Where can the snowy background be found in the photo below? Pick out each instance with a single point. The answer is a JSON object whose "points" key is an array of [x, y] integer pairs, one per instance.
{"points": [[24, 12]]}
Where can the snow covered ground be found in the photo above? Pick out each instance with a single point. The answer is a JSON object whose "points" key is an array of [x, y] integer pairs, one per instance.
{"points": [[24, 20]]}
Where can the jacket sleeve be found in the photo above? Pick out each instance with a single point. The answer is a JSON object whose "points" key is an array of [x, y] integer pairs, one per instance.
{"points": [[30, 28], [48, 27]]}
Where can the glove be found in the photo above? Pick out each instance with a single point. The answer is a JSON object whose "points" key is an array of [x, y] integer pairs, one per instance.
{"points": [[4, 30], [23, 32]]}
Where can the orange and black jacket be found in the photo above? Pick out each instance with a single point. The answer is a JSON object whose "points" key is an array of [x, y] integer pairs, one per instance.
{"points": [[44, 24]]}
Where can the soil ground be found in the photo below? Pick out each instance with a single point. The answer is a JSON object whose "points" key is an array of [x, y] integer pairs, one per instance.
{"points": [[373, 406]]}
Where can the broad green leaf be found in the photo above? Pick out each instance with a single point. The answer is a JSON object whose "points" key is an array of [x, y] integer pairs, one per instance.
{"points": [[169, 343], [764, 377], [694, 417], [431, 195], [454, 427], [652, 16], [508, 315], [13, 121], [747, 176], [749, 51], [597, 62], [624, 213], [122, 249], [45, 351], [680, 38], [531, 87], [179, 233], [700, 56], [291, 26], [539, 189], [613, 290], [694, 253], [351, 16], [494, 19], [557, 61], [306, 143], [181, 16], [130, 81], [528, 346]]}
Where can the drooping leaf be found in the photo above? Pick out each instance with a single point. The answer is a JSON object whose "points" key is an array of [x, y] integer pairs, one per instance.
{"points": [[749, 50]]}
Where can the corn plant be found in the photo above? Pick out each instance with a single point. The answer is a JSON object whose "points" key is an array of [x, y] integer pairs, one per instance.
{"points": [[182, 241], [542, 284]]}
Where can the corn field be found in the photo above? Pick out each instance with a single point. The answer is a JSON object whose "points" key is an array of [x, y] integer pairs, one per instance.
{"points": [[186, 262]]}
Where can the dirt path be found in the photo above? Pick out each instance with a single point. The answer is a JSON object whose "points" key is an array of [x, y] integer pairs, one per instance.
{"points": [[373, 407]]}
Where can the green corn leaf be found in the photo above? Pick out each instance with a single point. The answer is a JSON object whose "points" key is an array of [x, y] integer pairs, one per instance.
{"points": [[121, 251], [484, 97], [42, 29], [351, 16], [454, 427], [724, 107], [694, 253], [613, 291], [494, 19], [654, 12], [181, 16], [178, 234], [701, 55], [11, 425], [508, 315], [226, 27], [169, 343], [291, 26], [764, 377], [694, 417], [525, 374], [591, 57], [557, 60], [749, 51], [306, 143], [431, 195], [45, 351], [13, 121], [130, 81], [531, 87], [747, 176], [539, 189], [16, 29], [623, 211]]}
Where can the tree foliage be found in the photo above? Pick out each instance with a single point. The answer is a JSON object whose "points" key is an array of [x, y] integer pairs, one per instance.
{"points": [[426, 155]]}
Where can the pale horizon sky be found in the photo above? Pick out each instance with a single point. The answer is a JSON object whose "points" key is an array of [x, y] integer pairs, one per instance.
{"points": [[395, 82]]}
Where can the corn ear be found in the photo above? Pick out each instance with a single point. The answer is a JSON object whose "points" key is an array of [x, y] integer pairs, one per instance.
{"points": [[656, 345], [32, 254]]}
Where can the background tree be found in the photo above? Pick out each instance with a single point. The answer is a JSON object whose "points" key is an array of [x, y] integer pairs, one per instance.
+++++
Give the complete material back, word for word.

Where can the snowy background be found in the photo below? Pick out each instance with a single point. The answer is a JSON object whose "points" key is an array of [x, y] integer pairs, one per instance.
{"points": [[24, 12]]}
Where can the snow covered ground be found in the photo above? Pick out each instance with a single point. The answer is a JSON object whose "points" key is an array of [x, y] integer pairs, one per instance.
{"points": [[24, 20]]}
Where can the jacket sleeve be found in the photo above? Pick out each instance with a single point. The answer is a JSON object whose "points" key is an array of [x, y] integer pairs, one per instance.
{"points": [[30, 28], [48, 27]]}
Where can the glove be found in the photo above? Pick out each instance with a single point. The answer is a JSON object whose "points" key is an array of [x, y] integer pairs, one per instance.
{"points": [[4, 30], [23, 32]]}
Where can the orange and black jacket be found in the photo above? Pick out each instance with a single point. The answer is a JSON object whose "points" key is an array of [x, y] integer pairs, one per instance.
{"points": [[44, 24]]}
Where can the soil ground be found in the photo below? Pick out each instance with a single point. The answer is a JSON object whose "points" key is an array of [x, y] integer pairs, one per instance.
{"points": [[373, 406]]}
Where can the broad green leaf be found in the photo above? Pick out each instance with a single point. The answer is a JSON object whose "points" key is an array of [x, y] integer pairs, one per instance.
{"points": [[169, 343], [764, 377], [694, 417], [431, 195], [454, 427], [652, 16], [508, 315], [13, 121], [747, 176], [749, 51], [597, 62], [624, 213], [122, 249], [45, 351], [680, 38], [531, 87], [179, 233], [700, 56], [291, 26], [539, 189], [613, 290], [694, 253], [351, 16], [494, 19], [557, 61], [306, 143], [181, 16], [130, 81], [528, 346]]}
Where can the drooping leaf be found in the photo above? Pick out each instance with a single point. The answer is a JSON object whose "points" key is an array of [x, y] integer pairs, one per instance.
{"points": [[749, 50]]}
Where can the corn plant be found in the photo above? Pick out each instance with a single point. The answer is a JSON object whose "points" key is an array of [x, y] integer pairs, one per instance.
{"points": [[182, 241], [542, 284]]}
Where can the corn field be found in the photo above? Pick out each instance with a single point. The answer is a JSON object whose "points" key is an array of [x, y] integer pairs, one per instance.
{"points": [[186, 262]]}
Where can the dirt path be found in the photo above? Pick out each instance with a single point. The answer is a JSON object whose "points" key is an array of [x, y] integer pairs, one per instance.
{"points": [[373, 407]]}
Where can the green corn leaf be found in the photo above? Pick out each instance with a single point. The answer is a JSON object whose "points" key is an array of [x, y] integer pairs, one per instance.
{"points": [[121, 251], [484, 97], [42, 29], [351, 16], [454, 427], [724, 107], [694, 253], [613, 291], [494, 19], [654, 12], [181, 16], [178, 234], [701, 55], [11, 425], [508, 315], [226, 27], [169, 343], [291, 26], [764, 377], [694, 417], [525, 374], [591, 57], [557, 60], [749, 51], [306, 143], [431, 195], [45, 351], [13, 121], [130, 81], [531, 87], [747, 176], [539, 189], [16, 29], [623, 211]]}
Where can the tree foliage be found in the photo above? Pick out each instance with a single point. The answer is a JSON object whose "points" key is an array of [x, y] integer pairs, one per instance.
{"points": [[426, 155]]}
Where can the pale horizon sky be found in the photo above? Pick out each instance with a single point. The answer is a JSON object whose "points" key is an array of [x, y] integer pairs, one per instance.
{"points": [[395, 82]]}
Where can the corn ear be found in the photo above? Pick out each instance with a single point. The answer is a JSON object whose "points" key is an array of [x, y] integer pairs, one per instance.
{"points": [[656, 345], [32, 254]]}
Where can the background tree be found in the photo above? Pick out each instance with a single point. The answer is a JSON object whose "points" key is an array of [x, y] integer pairs, one per instance.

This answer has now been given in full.